The 28 pages refers to the final section of the December 2002 report of the Joint Inquiry into Intelligence Community Activities before and after the Terrorist Attacks of September 11, 2001, conducted by the Senate Select Committee on Intelligence and the House Permanent Select Committee on Intelligence. This section is titled "Part IV: Finding, Discussion and Narrative Regarding Certain Sensitive National Security Matters," and summarizes investigative leads describing financial, logistical and other support provided to the hijackers and their associates by Saudi Arabian officials and others suspected of being Saudi agents. [1] It was declassified on July 15, 2016.
The 28 pages state that some of the 9/11 hijackers received financial support from individuals connected to the Saudi government. [2] FBI sources believed that at least two of those individuals were officers in the General Intelligence Presidency, the primary intelligence agency of Saudi Arabia. [2] The United States Intelligence Community believed that individuals associated with the Saudi government had ties to al-Qaeda. [2]
Plaintiffs in a 9/11 civil suit against Saudi Arabia have alleged that a November 1999 attempt by two men with longstanding ties to the Saudi government—Mohammed al-Qudhaeein and Hamdan al-Shalawi—to get inside an America West Airlines plane's cockpit was "a dry run for the 9/11 attacks." The FBI confirmed that the Embassy of Saudi Arabia in Washington, D.C. paid for Qudhaeein and Shalawi's tickets to board that flight. The 28 pages quoted a document from the FBI's Phoenix Field Office as stating: "Phoenix FBI now believes both men were specifically attempting to test the security procedures of America West Airlines in preparation for and in furtherance of UBL [ Osama bin Laden ]/Al Qaeda operations." [3] [4] A report in the Arizona Daily Wildcat from November 30, 1999, said that "Language analysis doctoral student Muhammad Al-Qudhaieen" and a friend were considering suing the FBI for alleged ethnic discrimination over having been handcuffed in front of fellow passengers 11 days earlier, November 19, 1999, during an "aircraft inspection" in Columbus, Ohio. [5] (This newspaper report documents the date of the incident and the airport used for the emergency landing.)

--- Information supplied ---
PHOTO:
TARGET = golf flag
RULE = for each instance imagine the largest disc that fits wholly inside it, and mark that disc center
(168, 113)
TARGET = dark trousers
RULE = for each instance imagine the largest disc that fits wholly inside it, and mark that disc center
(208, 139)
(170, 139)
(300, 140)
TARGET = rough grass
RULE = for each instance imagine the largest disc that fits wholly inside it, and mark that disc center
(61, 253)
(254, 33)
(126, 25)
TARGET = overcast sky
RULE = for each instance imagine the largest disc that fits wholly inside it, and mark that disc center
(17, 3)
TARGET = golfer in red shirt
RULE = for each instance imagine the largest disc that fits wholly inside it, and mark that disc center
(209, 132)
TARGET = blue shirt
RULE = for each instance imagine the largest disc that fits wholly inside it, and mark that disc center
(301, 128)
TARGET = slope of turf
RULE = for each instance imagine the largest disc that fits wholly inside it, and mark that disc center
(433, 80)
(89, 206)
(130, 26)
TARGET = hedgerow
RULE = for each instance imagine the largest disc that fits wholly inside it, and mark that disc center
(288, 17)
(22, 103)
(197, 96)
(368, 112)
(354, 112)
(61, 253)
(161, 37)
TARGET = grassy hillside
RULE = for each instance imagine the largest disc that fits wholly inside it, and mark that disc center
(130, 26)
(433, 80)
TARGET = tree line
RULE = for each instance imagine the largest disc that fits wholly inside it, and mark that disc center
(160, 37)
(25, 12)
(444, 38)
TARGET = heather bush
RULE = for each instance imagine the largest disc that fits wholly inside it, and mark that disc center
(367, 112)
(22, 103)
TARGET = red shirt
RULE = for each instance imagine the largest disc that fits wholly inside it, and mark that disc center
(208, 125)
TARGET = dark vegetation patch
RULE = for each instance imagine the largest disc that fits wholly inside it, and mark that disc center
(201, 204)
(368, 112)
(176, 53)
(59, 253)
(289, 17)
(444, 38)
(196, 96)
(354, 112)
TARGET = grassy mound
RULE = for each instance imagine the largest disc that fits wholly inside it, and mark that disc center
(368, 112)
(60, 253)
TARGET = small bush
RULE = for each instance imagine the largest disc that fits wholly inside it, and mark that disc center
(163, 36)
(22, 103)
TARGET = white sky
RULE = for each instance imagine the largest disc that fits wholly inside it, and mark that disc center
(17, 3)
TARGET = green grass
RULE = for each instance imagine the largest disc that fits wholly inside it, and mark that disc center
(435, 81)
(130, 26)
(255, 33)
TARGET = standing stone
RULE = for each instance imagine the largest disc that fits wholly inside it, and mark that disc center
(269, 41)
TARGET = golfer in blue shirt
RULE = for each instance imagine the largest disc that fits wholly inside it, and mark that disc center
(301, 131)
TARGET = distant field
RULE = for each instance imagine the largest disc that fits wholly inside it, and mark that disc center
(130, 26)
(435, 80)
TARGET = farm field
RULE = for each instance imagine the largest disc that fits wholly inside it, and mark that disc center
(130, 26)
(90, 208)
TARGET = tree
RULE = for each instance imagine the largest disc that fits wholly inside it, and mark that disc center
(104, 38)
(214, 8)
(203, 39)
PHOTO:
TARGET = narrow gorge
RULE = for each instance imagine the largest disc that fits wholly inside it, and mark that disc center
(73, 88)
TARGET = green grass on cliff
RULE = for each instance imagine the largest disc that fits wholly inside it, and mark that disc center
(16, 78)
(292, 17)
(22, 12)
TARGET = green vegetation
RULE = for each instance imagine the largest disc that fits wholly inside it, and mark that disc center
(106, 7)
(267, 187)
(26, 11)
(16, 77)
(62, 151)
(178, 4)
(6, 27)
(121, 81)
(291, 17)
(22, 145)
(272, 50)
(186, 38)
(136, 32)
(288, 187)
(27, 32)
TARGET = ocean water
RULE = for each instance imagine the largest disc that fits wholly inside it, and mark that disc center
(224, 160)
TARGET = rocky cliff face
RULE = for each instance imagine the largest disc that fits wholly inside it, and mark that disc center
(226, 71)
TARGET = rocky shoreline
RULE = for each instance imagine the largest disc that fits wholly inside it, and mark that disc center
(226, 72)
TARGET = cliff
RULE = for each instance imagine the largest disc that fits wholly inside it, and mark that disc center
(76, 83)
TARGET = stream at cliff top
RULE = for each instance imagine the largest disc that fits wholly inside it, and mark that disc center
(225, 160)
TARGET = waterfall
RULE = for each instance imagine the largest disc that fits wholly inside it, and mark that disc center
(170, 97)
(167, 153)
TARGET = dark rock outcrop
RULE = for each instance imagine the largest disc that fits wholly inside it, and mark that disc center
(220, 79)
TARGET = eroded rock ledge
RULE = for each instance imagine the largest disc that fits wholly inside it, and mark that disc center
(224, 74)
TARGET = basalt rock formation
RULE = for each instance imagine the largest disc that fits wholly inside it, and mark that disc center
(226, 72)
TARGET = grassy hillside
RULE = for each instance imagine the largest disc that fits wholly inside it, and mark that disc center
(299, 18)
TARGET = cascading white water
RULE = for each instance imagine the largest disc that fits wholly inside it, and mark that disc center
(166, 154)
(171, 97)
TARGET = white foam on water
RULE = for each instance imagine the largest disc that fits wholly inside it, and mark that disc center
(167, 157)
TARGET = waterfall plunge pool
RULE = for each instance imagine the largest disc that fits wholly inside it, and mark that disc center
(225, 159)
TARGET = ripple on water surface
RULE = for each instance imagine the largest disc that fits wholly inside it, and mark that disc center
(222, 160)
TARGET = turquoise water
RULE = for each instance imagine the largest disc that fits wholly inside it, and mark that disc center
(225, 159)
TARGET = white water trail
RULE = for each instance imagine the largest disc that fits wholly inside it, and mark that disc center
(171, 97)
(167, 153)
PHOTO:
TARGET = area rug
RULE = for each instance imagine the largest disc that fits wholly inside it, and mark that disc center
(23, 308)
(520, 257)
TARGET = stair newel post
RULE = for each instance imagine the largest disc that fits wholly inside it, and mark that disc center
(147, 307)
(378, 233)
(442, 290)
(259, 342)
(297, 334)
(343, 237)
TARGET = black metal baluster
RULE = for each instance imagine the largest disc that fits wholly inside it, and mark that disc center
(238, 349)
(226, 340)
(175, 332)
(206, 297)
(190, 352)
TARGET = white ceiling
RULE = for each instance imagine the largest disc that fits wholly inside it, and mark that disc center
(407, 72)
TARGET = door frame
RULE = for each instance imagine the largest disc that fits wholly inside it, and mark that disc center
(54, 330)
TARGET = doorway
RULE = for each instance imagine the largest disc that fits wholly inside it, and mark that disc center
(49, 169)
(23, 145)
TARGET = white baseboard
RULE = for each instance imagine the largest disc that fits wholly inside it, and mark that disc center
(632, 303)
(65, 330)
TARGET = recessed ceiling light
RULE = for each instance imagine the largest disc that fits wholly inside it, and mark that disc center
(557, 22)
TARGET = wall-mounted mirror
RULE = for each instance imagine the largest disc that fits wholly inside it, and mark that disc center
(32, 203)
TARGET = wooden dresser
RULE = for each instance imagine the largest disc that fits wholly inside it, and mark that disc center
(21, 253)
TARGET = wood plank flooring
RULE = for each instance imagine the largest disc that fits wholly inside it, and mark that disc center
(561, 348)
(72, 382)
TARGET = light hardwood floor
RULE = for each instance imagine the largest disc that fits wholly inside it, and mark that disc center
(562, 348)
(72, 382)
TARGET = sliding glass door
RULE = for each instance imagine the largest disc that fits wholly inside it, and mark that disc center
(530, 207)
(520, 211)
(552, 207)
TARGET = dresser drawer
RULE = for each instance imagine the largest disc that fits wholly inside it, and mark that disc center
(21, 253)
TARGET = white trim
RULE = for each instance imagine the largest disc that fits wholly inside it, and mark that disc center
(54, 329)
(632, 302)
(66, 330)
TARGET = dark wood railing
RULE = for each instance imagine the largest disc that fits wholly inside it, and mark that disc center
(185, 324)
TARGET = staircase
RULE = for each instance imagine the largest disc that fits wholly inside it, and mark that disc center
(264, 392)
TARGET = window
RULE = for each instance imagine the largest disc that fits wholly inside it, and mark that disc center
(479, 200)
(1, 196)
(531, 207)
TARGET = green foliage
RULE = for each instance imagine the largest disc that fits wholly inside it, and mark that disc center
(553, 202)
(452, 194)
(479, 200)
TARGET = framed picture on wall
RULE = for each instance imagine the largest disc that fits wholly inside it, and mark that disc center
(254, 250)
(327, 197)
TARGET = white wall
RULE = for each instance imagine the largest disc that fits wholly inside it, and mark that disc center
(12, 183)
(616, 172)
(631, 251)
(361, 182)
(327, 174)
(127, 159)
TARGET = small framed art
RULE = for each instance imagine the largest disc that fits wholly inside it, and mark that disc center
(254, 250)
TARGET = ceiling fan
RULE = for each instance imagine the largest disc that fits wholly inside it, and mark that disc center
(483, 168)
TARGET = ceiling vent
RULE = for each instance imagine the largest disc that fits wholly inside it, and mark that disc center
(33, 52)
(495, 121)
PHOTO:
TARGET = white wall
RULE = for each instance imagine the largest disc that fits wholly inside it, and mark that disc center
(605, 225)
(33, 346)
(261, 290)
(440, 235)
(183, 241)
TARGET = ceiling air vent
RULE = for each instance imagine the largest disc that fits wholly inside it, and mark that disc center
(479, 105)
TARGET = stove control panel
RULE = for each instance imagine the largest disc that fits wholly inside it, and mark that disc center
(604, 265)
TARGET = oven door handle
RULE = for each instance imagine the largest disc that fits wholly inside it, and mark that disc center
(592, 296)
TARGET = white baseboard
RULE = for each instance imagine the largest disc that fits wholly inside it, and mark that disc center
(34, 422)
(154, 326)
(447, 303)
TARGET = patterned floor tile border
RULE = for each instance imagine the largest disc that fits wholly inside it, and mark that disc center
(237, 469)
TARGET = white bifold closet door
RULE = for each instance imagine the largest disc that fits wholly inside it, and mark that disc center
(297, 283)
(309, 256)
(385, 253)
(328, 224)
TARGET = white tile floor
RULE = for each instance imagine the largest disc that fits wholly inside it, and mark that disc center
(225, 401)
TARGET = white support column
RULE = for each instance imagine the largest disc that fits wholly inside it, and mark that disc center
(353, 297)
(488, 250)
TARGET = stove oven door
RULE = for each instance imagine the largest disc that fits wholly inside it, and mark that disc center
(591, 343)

--- Goals ---
A: In the text on the 28 pages, give the part from "The 28 pages refers" to "July 15, 2016." again, switching "declassified" to "released".
B: Answer these questions using the text on the 28 pages:
(i) On what date was the section declassified?
(ii) In which Saudi agency did FBI sources believe at least two of the individuals were officers?
(iii) According to the FBI, who paid for Qudhaeein and Shalawi's tickets?

--- Task responses ---
A:
The 28 pages refers to the final section of the December 2002 report of the Joint Inquiry into Intelligence Community Activities before and after the Terrorist Attacks of September 11, 2001, conducted by the Senate Select Committee on Intelligence and the House Permanent Select Committee on Intelligence. This section is titled "Part IV: Finding, Discussion and Narrative Regarding Certain Sensitive National Security Matters," and summarizes investigative leads describing financial, logistical and other support provided to the hijackers and their associates by Saudi Arabian officials and others suspected of being Saudi agents. [1] It was released on July 15, 2016.

B:
(i) July 15, 2016
(ii) The General Intelligence Presidency
(iii) The Embassy of Saudi Arabia in Washington, D.C.